Venezuela
Les véritables ennemis de la « liberté d’expression »
Antoine Casgrain
Mardi 29 mai 2007
Le 28 mai dernier, le couperet tombait sur la chaîne
de télévision Radio Caracas Télévision (RCTV). La décision du
gouvernement d’Hugo Chavez de refuser le renouvellement de la
licence de la chaîne d’opposition a suscité de vives critiques
à l’international. Les grands médias au Canada, comme ailleurs
dans les pays occidentaux, ont fortement dénoncé cette mesure
qualifiée de « censure ». Or, un examen attentif de
la réalité vénézuelienne démontre que les chaînes privées
d’information sont les vraies ennemies de la démocratie.
Le Censureur censuré
Le Venezuela compte quatre chaînes télévisées Globovisión,
Televen, Venevisión et RCTV - qui contrôlent
près de 90% du marché et disposent d’un monopole médiatique de
facto. Ces télédiffuseurs sont depuis longtemps en
opposition franche et ouverte contre le gouvernement en place,
n’hésitant pas à mener une véritable guerre de propagande. En
avril 2002, ces médias ont participé activement à la tentative
de coup d’État qui a renversé durant 48 heures le président
Chavez. Les réseaux privés ont diffusé volontairement de
fausses informations sur la répression de manifestants
anti-Chavez et ont relayé avec exultation la déclaration des
putchistes dissolvant la Constitution démocratique. De plus, les
chaînes privées ont encouragé activement la population à
participer à la grève générale de l’industrie pétrolière.
La participation de RCVT à la rupture
constitutionnelle d’avril 2002 avait été telle que son
responsable de production, Andrés Izarra, opposé au putsch,
avait aussitôt démissionné pour ne pas se rendre complice du
coup de force. Lors d’un témoignage à l’Assemblée
nationale, Izarra avait indiqué que le jour du coup d’Etat et
les jours suivants il avait reçu l’ordre formel de Granier de « ne
transmettre aucune information sur Chavez, ses partisans, ses
ministres ou n’importe quelle autre personne qui pourrait être
en relation avec lui » [1].

..........

- **Actions à faire**
A) D'après l'article sur le Venezuela, pendant combien de temps le président Chavez a-t-il été renversé en avril 2002 ?
B) Indiquez si chacune de ces affirmations s'accorde avec l'article sur le Venezuela : (i) les quatre chaînes de télévision contrôlent près de 90 % du marché ; (ii) Andrés Izarra était favorable au putsch ; (iii) le gouvernement a renouvelé la licence de RCTV.
C) Recopiez fidèlement le passage de l'article sur le Venezuela qui va de « Antoine Casgrain » jusqu'à « de la démocratie. » inclus.
Les enregistrements ne vous serviront pas.

- **Lignes de données**
..........

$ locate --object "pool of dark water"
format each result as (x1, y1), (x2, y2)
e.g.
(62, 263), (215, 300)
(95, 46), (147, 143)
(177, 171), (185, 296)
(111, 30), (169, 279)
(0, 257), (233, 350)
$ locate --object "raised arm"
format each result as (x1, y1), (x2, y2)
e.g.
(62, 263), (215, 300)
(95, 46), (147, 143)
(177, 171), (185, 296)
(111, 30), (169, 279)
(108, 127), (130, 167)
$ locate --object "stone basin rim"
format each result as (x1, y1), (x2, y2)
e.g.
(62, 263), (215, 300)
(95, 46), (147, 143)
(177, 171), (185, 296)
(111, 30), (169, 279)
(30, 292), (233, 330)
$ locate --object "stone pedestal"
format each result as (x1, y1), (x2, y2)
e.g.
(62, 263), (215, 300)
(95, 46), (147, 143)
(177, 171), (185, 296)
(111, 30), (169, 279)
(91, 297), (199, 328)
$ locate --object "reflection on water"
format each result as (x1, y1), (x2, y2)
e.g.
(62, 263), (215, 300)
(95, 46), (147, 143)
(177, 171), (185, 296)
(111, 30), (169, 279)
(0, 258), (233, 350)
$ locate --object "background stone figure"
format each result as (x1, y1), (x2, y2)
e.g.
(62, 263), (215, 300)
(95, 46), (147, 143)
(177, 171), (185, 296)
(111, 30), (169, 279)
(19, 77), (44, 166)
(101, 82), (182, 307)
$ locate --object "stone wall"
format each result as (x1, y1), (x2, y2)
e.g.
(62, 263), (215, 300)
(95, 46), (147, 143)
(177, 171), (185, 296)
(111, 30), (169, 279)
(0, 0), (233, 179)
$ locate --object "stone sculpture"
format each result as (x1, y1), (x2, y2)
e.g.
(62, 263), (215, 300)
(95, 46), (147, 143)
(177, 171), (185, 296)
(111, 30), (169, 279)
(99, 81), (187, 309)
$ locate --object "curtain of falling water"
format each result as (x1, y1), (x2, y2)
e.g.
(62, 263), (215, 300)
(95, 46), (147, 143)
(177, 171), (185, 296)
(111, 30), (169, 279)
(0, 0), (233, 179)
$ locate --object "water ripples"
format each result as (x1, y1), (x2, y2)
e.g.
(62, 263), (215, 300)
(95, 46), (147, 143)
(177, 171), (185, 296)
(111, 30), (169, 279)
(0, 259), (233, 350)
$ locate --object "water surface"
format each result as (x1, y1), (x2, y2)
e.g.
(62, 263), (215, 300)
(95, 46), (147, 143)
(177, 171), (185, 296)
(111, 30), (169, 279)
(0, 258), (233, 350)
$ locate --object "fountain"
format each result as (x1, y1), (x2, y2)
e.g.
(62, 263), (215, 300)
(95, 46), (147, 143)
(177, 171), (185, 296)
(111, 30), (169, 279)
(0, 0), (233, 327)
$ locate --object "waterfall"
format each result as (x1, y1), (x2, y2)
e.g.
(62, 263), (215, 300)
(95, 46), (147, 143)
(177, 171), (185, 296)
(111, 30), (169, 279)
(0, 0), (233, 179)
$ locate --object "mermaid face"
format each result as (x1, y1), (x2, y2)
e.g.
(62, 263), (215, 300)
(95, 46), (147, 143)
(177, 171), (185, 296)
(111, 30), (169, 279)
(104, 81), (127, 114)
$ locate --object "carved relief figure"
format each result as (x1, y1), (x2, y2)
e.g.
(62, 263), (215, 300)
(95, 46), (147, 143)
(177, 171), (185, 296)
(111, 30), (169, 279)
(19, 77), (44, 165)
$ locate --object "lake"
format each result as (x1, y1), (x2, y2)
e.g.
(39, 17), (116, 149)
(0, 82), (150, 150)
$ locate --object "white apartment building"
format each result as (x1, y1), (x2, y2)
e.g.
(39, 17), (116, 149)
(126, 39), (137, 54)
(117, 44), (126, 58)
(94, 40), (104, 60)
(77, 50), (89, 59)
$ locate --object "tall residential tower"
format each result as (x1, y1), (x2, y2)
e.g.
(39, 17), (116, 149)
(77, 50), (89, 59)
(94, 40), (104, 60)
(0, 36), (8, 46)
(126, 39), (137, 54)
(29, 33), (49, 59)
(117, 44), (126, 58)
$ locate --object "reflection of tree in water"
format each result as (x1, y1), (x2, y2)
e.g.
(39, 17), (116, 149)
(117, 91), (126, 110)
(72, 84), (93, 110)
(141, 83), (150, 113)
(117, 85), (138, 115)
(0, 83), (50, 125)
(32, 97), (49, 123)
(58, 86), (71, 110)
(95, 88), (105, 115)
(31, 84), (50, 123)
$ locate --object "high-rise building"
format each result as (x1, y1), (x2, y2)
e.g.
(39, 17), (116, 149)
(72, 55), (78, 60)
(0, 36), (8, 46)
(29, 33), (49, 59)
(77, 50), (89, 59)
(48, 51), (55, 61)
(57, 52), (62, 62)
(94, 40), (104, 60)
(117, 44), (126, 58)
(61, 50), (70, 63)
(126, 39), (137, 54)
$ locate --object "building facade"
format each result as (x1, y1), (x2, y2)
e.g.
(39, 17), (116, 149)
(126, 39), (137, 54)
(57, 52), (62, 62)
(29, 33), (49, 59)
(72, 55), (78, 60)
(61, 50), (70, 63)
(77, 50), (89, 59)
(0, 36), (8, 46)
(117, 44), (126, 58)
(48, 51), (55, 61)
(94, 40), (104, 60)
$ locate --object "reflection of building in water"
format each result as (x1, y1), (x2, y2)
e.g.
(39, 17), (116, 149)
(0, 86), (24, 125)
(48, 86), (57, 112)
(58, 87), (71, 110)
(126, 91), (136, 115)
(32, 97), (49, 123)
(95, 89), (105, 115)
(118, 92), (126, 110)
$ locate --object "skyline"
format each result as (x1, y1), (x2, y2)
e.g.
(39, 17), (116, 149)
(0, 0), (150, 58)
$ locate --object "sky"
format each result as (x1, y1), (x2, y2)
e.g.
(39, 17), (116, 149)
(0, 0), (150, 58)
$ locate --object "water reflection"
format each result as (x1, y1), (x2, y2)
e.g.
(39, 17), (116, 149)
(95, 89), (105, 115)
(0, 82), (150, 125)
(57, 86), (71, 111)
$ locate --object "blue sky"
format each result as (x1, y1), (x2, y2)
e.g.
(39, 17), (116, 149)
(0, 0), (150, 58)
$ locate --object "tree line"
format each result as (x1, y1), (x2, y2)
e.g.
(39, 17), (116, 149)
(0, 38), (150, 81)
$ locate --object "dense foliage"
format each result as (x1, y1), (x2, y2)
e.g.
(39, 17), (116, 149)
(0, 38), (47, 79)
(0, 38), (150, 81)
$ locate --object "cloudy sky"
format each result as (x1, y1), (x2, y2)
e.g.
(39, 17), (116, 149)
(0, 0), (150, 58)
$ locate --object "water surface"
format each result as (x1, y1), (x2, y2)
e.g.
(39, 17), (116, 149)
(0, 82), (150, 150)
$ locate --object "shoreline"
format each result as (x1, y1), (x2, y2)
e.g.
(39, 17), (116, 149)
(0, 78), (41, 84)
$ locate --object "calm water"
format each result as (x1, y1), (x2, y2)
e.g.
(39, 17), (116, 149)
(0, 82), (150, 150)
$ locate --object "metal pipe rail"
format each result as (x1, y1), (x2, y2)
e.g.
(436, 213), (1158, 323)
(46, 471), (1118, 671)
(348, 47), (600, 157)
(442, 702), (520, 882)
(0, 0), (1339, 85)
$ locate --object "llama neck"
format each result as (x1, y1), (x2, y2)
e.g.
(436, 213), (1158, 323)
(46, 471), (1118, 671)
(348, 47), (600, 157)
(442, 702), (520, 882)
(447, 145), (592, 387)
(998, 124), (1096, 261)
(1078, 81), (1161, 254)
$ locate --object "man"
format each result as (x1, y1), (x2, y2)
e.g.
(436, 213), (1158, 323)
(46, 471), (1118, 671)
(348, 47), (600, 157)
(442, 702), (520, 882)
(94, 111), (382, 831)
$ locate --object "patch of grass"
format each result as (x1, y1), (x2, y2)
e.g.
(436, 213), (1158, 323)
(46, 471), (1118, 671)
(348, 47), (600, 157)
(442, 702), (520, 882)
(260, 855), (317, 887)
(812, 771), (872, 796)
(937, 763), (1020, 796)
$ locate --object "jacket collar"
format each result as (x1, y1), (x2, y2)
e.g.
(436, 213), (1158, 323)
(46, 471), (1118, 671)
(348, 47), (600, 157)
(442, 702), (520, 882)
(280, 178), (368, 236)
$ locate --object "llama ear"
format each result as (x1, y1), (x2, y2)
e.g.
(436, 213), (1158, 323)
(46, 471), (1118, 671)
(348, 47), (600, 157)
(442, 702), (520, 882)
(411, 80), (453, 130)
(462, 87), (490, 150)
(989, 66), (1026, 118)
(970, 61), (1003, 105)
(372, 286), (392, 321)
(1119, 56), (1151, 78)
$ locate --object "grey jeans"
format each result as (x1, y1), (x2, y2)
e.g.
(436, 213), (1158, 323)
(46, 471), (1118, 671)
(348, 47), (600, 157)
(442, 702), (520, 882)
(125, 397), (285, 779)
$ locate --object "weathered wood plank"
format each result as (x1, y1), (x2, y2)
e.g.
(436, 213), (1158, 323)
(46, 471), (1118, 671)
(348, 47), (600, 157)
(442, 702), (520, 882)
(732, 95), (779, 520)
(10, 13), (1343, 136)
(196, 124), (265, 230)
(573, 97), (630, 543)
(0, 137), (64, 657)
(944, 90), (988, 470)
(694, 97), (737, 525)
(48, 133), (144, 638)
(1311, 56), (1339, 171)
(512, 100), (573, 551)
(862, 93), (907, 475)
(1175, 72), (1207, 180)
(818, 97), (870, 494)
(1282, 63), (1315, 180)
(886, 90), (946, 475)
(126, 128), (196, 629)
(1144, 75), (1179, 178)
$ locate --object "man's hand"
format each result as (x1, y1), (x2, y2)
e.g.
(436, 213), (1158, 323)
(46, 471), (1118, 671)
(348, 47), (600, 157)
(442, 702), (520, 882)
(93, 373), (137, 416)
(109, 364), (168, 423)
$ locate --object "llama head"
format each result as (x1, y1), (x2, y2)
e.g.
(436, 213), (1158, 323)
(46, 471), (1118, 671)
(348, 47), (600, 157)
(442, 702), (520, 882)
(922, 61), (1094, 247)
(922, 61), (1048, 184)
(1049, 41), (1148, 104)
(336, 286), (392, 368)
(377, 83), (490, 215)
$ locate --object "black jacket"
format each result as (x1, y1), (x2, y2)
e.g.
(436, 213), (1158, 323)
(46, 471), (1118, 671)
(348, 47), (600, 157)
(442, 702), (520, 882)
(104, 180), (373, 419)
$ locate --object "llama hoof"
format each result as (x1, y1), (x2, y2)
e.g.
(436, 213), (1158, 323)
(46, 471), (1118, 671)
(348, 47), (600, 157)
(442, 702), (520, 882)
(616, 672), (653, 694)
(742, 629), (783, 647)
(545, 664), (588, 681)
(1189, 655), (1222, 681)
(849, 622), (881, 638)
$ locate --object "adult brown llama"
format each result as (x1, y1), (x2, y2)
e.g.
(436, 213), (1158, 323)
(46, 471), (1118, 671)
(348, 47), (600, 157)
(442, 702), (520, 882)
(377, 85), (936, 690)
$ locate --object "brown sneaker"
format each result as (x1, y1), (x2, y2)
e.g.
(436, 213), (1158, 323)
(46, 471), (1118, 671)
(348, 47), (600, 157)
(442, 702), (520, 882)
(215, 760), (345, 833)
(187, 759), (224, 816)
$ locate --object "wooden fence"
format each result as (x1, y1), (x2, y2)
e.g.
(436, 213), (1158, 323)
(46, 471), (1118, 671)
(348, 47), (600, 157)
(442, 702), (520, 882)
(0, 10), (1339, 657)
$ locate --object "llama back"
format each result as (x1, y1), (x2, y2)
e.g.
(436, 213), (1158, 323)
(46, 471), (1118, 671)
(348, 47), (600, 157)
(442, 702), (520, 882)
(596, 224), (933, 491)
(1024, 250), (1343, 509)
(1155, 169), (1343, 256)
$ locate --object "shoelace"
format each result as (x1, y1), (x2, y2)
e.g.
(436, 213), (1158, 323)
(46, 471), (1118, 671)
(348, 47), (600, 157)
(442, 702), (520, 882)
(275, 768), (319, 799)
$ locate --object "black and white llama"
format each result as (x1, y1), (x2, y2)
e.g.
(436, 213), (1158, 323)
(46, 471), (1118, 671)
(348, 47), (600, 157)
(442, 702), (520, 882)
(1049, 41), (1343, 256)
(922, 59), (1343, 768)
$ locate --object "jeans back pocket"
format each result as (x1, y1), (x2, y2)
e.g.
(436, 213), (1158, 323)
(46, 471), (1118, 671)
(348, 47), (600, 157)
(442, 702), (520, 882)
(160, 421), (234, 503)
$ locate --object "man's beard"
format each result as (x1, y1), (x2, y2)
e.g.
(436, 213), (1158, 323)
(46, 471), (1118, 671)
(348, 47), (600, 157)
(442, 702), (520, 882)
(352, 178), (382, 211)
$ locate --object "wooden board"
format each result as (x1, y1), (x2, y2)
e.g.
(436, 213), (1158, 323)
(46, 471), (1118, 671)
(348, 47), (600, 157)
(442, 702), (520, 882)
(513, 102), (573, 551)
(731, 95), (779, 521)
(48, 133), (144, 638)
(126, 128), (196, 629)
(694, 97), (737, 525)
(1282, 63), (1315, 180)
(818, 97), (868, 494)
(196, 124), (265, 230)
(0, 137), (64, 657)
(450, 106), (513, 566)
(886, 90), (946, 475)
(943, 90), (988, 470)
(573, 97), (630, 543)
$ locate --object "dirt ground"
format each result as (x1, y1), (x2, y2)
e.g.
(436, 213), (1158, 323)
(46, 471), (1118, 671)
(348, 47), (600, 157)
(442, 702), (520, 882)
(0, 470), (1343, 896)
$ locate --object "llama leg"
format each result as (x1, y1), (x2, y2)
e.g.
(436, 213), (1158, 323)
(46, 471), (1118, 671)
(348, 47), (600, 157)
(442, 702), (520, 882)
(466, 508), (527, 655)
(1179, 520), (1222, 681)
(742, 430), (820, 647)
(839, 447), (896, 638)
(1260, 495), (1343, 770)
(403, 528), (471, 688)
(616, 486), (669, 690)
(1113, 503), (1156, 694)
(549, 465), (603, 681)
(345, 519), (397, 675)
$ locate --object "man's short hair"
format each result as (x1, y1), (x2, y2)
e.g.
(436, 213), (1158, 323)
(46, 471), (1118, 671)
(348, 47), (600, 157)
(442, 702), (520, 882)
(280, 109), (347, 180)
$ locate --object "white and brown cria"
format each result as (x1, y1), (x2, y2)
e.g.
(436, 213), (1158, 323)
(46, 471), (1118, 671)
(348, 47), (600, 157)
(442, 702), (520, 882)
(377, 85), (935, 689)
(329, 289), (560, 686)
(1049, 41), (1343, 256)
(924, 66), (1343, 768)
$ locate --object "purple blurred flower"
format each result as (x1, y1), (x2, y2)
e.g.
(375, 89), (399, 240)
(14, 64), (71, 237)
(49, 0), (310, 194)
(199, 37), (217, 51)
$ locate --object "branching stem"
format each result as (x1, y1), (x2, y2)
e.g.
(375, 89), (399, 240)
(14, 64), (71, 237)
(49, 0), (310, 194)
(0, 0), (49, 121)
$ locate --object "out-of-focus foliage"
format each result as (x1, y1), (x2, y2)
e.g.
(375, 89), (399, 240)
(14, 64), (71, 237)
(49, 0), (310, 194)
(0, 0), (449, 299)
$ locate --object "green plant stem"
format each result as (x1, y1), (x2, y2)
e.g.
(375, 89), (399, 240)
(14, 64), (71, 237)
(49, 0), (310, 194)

..........

- **Résultats finaux**
A) Pendant 48 heures.

B)
(i) Oui : « qui contrôlent près de 90% du marché ».
(ii) Non : « opposé au putsch ».
(iii) Non : « de refuser le renouvellement de la licence de la chaîne d’opposition ».

C)
Antoine Casgrain
Mardi 29 mai 2007
Le 28 mai dernier, le couperet tombait sur la chaîne
de télévision Radio Caracas Télévision (RCTV). La décision du
gouvernement d’Hugo Chavez de refuser le renouvellement de la
licence de la chaîne d’opposition a suscité de vives critiques
à l’international. Les grands médias au Canada, comme ailleurs
dans les pays occidentaux, ont fortement dénoncé cette mesure
qualifiée de « censure ». Or, un examen attentif de
la réalité vénézuelienne démontre que les chaînes privées
d’information sont les vraies ennemies de la démocratie.